▶ _Aim_: Reproduce each of the rows below word for word, leaving out the pictures.

* BEGIN Input data *

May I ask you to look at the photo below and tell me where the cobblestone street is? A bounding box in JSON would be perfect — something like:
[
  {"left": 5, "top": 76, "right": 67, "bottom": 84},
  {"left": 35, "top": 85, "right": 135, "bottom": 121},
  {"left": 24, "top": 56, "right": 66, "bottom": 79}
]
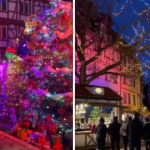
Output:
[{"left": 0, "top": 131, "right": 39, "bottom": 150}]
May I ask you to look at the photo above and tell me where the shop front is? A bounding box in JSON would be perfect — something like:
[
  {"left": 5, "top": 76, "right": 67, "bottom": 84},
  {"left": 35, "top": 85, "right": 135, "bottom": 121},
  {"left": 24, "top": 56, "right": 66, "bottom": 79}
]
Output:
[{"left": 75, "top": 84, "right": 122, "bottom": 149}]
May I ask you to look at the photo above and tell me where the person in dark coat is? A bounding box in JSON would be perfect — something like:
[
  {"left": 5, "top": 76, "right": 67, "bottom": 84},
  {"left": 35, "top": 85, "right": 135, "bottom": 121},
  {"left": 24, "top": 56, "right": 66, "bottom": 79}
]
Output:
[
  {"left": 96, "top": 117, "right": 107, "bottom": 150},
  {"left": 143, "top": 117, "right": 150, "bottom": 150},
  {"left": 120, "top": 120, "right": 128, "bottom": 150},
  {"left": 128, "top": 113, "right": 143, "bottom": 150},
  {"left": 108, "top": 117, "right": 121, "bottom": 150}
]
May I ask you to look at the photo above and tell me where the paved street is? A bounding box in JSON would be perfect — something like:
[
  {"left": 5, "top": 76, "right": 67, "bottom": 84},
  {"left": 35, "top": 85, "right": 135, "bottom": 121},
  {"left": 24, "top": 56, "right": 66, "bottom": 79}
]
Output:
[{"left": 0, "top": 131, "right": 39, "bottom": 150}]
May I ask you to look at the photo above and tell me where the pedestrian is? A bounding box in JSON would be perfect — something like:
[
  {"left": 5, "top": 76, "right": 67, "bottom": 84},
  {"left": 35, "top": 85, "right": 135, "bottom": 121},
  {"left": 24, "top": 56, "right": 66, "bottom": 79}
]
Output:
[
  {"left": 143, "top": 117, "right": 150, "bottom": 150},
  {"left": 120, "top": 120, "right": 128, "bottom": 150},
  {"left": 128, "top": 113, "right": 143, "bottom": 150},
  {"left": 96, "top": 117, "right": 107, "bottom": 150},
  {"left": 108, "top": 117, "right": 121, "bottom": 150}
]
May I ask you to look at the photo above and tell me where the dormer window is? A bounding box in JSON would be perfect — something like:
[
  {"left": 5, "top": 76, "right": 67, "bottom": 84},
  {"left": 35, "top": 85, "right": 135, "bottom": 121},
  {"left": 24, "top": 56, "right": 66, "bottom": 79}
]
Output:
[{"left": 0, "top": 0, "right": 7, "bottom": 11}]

* END Input data *

▶ _Worked answer_:
May I ask you to look at the photo below and tell me where the cobblestone street is? A bounding box in JSON would be perfect — something like:
[
  {"left": 5, "top": 76, "right": 67, "bottom": 84},
  {"left": 35, "top": 85, "right": 135, "bottom": 121},
  {"left": 24, "top": 56, "right": 66, "bottom": 79}
]
Output:
[{"left": 0, "top": 131, "right": 39, "bottom": 150}]
May I ask you to look at the photo above and tell me where the shop front is? A bounding box in JSON would be perfect — something like:
[
  {"left": 5, "top": 76, "right": 67, "bottom": 84},
  {"left": 35, "top": 85, "right": 135, "bottom": 121},
  {"left": 24, "top": 56, "right": 66, "bottom": 79}
]
Output:
[{"left": 75, "top": 84, "right": 122, "bottom": 149}]
May I ask you to look at the photo above and tell me where the person in dark coat is? A bounding box in JSON would be perfect — something like:
[
  {"left": 5, "top": 76, "right": 67, "bottom": 84},
  {"left": 35, "top": 85, "right": 135, "bottom": 121},
  {"left": 24, "top": 56, "right": 66, "bottom": 79}
]
Output:
[
  {"left": 96, "top": 117, "right": 107, "bottom": 150},
  {"left": 143, "top": 117, "right": 150, "bottom": 150},
  {"left": 120, "top": 120, "right": 128, "bottom": 150},
  {"left": 128, "top": 113, "right": 143, "bottom": 150},
  {"left": 108, "top": 117, "right": 121, "bottom": 150}
]
May I ask you to look at the photo above and tell me where the paved street is? A bounding box in JSON would be perfect — something like:
[
  {"left": 5, "top": 76, "right": 67, "bottom": 84},
  {"left": 35, "top": 85, "right": 135, "bottom": 121},
  {"left": 24, "top": 56, "right": 66, "bottom": 79}
]
Output:
[{"left": 0, "top": 131, "right": 39, "bottom": 150}]
May I ask you to look at the photo above and tell me where the pedestrian is? A bounding box in JSON would be perfect — something like:
[
  {"left": 5, "top": 76, "right": 67, "bottom": 84},
  {"left": 35, "top": 85, "right": 135, "bottom": 121},
  {"left": 24, "top": 56, "right": 66, "bottom": 79}
]
Output:
[
  {"left": 143, "top": 117, "right": 150, "bottom": 150},
  {"left": 120, "top": 120, "right": 128, "bottom": 150},
  {"left": 128, "top": 113, "right": 143, "bottom": 150},
  {"left": 96, "top": 117, "right": 107, "bottom": 150},
  {"left": 108, "top": 117, "right": 121, "bottom": 150}
]
May I ask you to look at the photo above and tell me where the dormer window is? A bounding box in JSON would be perfect — something like:
[
  {"left": 5, "top": 76, "right": 67, "bottom": 84},
  {"left": 35, "top": 85, "right": 135, "bottom": 121},
  {"left": 24, "top": 56, "right": 66, "bottom": 79}
]
Output:
[{"left": 0, "top": 0, "right": 7, "bottom": 11}]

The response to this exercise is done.